(Extracted records)

-=-=-

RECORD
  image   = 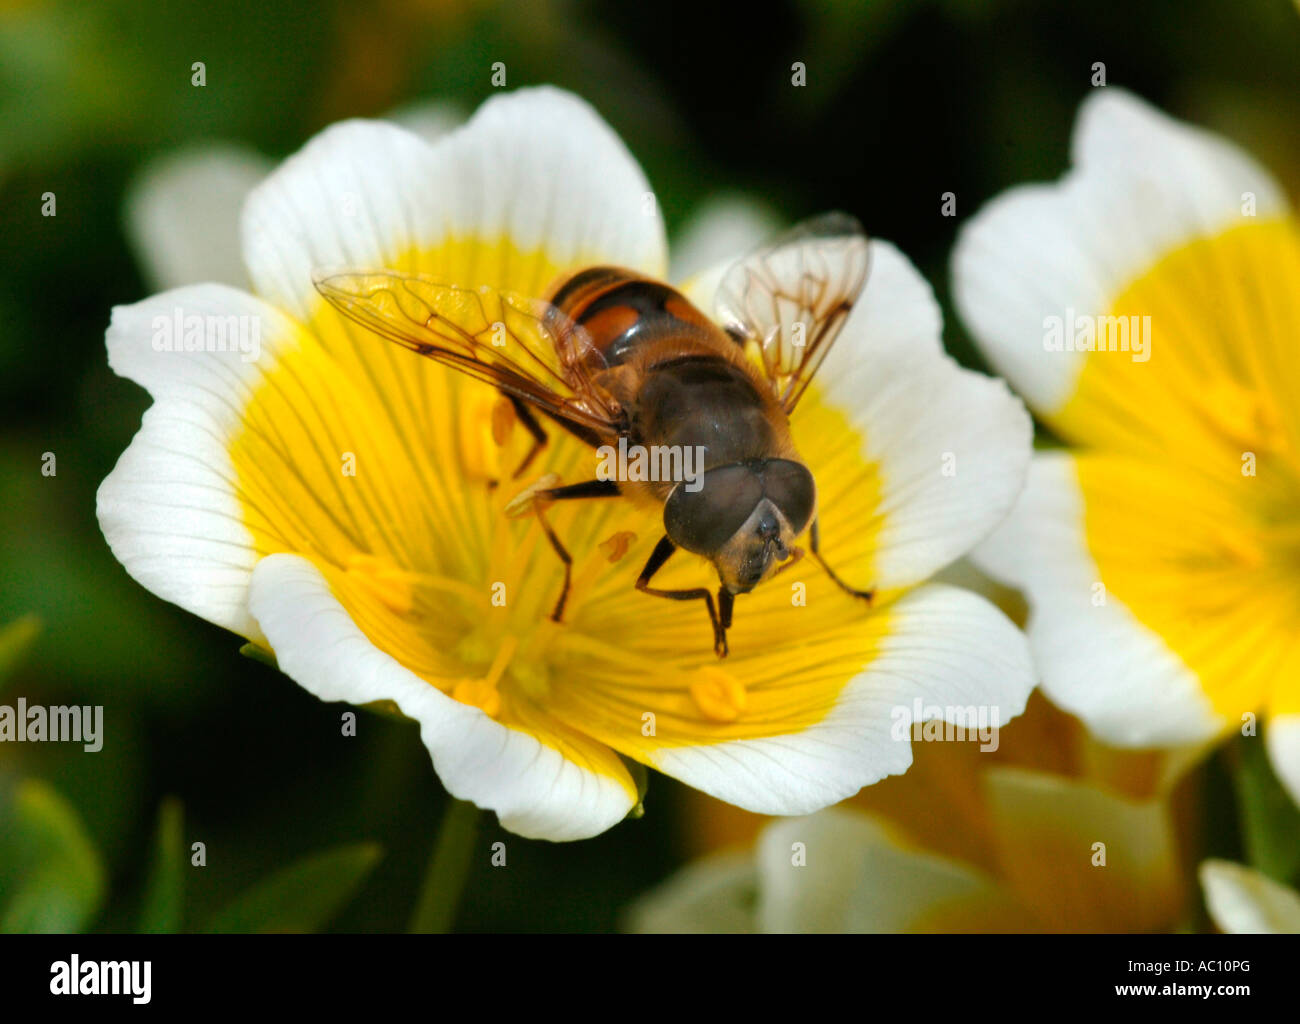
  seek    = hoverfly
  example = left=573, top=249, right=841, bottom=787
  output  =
left=313, top=212, right=873, bottom=657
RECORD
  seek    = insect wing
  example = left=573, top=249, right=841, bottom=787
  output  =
left=313, top=270, right=621, bottom=438
left=714, top=212, right=871, bottom=413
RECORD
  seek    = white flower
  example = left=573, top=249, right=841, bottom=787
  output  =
left=1200, top=859, right=1300, bottom=933
left=631, top=772, right=1185, bottom=934
left=124, top=101, right=467, bottom=292
left=100, top=87, right=1034, bottom=841
left=952, top=88, right=1300, bottom=804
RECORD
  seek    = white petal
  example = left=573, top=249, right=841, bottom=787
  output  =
left=973, top=453, right=1222, bottom=744
left=248, top=553, right=636, bottom=841
left=649, top=583, right=1034, bottom=816
left=622, top=850, right=757, bottom=934
left=242, top=87, right=667, bottom=318
left=818, top=241, right=1032, bottom=588
left=952, top=87, right=1288, bottom=414
left=96, top=285, right=299, bottom=640
left=1266, top=716, right=1300, bottom=808
left=1200, top=859, right=1300, bottom=933
left=125, top=146, right=271, bottom=291
left=756, top=809, right=1008, bottom=933
left=240, top=118, right=440, bottom=318
left=122, top=100, right=466, bottom=293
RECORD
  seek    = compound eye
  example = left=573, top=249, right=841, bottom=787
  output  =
left=760, top=459, right=816, bottom=534
left=663, top=464, right=763, bottom=555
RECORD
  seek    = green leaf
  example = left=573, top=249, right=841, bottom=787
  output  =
left=0, top=779, right=105, bottom=932
left=204, top=842, right=382, bottom=934
left=1231, top=734, right=1300, bottom=884
left=409, top=800, right=480, bottom=934
left=137, top=797, right=184, bottom=934
left=0, top=615, right=40, bottom=690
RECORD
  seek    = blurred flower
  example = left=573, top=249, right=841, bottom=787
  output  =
left=952, top=88, right=1300, bottom=805
left=1200, top=859, right=1300, bottom=933
left=127, top=119, right=774, bottom=297
left=632, top=790, right=1183, bottom=933
left=636, top=693, right=1196, bottom=932
left=124, top=101, right=467, bottom=292
left=125, top=144, right=271, bottom=293
left=98, top=87, right=1034, bottom=841
left=667, top=193, right=782, bottom=283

-=-=-

Each line in the material with "flower" in it must be reported.

(Written reply)
  seek    = white flower
  seek    = blurred flower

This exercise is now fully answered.